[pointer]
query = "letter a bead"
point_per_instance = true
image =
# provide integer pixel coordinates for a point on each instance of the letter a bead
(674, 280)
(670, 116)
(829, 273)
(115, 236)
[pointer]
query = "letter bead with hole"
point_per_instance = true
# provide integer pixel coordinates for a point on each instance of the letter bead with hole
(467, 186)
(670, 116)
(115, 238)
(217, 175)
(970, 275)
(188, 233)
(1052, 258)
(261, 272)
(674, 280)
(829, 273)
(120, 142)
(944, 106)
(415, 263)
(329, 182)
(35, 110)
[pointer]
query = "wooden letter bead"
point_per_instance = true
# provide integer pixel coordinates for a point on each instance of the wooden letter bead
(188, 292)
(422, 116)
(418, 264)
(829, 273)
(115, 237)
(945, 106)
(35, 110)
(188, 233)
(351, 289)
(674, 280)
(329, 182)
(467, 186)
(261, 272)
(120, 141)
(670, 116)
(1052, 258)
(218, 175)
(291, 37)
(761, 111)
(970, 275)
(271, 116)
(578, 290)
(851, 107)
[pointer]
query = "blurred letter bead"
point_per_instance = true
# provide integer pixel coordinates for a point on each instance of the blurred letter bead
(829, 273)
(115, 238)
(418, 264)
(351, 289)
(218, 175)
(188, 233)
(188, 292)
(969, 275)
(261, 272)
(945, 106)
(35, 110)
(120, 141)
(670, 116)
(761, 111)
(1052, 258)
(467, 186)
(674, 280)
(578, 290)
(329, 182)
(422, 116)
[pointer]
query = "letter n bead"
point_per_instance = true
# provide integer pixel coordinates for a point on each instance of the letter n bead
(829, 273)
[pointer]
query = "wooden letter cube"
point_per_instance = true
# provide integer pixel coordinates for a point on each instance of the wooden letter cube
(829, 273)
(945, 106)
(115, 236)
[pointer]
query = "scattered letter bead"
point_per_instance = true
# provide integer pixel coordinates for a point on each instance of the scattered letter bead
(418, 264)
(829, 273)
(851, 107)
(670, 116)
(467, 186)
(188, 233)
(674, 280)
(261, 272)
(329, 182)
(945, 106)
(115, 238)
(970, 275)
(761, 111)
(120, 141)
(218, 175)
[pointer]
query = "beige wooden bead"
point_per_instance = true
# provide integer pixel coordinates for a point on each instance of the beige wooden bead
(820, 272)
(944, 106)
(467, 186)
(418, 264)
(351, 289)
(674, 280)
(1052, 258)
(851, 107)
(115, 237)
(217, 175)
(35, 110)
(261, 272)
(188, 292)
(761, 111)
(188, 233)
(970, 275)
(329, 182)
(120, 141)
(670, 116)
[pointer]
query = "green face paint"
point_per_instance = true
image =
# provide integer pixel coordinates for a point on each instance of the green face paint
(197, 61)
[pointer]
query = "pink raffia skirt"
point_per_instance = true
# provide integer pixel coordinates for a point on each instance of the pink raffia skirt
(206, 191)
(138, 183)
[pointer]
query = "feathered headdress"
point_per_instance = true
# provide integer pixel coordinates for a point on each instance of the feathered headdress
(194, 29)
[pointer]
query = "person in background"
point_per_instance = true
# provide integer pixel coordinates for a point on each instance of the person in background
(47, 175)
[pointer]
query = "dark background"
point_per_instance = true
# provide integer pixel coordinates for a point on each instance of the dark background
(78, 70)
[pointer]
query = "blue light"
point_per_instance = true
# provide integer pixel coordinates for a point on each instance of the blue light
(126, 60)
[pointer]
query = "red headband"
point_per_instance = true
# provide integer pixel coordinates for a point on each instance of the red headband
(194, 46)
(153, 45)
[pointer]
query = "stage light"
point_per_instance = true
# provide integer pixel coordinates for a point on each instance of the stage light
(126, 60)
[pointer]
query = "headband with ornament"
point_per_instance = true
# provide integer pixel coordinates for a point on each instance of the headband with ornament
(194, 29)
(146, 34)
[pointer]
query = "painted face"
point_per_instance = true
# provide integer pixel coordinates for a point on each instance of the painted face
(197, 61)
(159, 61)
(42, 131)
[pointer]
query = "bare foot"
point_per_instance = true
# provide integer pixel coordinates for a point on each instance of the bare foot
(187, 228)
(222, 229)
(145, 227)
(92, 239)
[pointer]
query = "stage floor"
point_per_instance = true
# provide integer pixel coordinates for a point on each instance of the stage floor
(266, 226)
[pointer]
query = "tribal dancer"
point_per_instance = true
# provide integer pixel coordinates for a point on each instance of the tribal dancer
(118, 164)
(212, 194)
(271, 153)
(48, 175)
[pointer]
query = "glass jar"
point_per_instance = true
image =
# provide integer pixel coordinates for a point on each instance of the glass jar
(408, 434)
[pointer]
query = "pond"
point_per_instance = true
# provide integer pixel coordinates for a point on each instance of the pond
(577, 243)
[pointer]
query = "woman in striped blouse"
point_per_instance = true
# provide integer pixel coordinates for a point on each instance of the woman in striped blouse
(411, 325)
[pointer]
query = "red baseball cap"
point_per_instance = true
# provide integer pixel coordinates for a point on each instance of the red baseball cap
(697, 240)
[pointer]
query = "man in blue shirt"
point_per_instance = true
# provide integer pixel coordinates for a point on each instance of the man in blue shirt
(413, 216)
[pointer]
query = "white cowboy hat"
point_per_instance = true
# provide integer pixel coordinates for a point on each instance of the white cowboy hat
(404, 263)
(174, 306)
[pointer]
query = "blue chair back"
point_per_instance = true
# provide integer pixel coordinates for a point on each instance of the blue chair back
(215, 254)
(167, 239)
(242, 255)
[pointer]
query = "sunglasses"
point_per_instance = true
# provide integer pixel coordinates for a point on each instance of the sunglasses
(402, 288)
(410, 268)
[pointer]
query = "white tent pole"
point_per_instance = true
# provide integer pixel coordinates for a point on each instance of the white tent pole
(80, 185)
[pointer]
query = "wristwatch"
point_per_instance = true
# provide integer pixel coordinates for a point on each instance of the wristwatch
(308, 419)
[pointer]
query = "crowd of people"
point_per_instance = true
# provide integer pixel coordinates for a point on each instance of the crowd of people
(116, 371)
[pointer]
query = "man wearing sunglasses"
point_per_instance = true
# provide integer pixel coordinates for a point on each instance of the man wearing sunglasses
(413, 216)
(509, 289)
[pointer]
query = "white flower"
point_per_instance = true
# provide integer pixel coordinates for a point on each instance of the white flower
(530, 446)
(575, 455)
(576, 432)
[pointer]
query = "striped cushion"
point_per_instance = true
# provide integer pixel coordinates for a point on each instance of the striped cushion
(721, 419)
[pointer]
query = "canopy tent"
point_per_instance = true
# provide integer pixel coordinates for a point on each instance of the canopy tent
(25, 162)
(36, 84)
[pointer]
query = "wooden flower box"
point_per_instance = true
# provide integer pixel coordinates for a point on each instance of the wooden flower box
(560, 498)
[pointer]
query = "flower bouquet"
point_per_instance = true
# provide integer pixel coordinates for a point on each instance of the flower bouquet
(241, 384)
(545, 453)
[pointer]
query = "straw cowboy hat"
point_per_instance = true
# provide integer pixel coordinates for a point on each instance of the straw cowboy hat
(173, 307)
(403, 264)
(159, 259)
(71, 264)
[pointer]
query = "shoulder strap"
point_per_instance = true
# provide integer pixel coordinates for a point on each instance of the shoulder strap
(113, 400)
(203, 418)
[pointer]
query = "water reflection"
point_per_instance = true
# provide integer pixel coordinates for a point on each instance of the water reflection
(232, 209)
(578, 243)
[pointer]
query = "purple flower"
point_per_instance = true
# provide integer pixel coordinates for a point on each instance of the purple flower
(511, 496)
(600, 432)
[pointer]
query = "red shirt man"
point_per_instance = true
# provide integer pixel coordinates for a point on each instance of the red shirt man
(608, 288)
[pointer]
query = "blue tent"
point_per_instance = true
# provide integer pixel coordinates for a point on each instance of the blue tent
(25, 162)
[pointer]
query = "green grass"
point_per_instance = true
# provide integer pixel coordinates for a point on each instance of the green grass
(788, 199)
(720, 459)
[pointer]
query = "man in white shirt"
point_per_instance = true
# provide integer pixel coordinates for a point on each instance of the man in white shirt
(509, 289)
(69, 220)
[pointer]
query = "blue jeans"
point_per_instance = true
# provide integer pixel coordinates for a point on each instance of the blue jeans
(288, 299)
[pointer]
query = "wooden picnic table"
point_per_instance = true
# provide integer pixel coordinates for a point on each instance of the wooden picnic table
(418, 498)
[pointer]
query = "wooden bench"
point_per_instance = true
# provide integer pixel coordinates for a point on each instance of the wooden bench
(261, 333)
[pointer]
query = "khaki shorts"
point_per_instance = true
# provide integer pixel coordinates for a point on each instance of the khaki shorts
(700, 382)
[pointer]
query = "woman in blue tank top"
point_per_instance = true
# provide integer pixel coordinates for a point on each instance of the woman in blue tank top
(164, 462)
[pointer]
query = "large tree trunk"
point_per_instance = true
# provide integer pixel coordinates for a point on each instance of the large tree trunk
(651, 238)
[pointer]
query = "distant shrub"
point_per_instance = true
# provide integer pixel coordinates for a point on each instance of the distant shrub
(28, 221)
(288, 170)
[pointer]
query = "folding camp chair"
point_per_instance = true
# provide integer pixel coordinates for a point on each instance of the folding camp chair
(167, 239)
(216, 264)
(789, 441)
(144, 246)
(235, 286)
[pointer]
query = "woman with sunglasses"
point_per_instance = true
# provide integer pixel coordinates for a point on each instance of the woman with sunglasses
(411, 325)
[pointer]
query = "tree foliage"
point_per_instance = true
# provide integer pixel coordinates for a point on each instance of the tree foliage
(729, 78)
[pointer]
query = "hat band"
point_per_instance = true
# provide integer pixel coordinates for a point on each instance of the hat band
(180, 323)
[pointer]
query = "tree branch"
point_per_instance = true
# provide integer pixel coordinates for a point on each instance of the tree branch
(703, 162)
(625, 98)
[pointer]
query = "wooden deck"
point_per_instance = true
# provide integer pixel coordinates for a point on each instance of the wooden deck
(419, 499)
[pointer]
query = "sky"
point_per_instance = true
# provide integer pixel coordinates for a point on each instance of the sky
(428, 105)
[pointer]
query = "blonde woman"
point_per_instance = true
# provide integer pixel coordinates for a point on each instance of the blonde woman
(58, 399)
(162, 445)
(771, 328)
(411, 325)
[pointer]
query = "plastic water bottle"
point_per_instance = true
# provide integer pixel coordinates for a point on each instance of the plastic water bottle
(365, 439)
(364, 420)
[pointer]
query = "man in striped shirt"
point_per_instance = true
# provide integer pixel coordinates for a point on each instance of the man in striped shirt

::::::

▸ CHALLENGE: Find every line in the listing that contains the word "shrub", and copy each such line.

▸ TASK SOLUTION:
query = "distant shrub"
# provide integer pixel coordinates for a point on each instance of the distant shrub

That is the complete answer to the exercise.